Aim of the exercise | Please rewrite the stretch of lines below from the one containing "Could you please point to the ceiling" through the end of the records, both ends included, keeping the requests as they are. Reduce every coordinate in the answers by 112.

[Dataset items]
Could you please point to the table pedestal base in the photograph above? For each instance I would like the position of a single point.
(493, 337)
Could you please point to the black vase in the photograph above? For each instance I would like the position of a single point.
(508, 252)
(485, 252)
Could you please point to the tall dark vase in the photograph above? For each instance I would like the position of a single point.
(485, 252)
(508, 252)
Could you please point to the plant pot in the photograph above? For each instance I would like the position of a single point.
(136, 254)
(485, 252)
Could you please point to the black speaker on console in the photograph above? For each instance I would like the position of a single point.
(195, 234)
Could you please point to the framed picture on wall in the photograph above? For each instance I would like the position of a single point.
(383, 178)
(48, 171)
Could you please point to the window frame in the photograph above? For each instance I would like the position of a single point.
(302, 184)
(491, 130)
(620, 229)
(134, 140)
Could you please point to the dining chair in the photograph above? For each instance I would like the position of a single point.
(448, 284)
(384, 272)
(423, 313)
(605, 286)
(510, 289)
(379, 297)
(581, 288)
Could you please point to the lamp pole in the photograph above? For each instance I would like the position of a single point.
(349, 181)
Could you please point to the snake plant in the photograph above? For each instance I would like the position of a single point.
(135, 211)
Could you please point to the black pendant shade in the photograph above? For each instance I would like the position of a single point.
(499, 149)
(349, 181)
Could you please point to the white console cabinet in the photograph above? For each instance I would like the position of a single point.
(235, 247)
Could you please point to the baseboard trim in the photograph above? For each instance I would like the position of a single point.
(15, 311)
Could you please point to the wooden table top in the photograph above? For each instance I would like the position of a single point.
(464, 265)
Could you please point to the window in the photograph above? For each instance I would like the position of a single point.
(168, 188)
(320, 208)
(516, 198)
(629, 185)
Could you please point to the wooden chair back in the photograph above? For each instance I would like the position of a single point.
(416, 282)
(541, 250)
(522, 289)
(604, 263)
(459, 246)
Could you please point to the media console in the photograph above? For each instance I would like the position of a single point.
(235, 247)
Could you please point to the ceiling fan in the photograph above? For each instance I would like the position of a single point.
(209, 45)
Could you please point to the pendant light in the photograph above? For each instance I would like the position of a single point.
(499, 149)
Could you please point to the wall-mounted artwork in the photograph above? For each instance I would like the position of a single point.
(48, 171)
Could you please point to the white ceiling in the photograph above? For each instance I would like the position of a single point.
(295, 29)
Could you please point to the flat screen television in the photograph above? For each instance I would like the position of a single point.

Task solution |
Could you please point to the ceiling fan in the photograph above? For each instance I would like the position of a single point.
(97, -67)
Could you please point to the pendant light in the photograph above? For each instance I would like the position of a single point.
(387, 37)
Could you please point to the wall-mounted artwork in the photograph above? For each instance I would like the position of a single point.
(-64, 59)
Could you please point to the white ceiling in the photograph above? For each instance I would like the position of a single point.
(183, -83)
Could you please point to the flat screen television in the photograph above? For each instance I would like the position of a single point.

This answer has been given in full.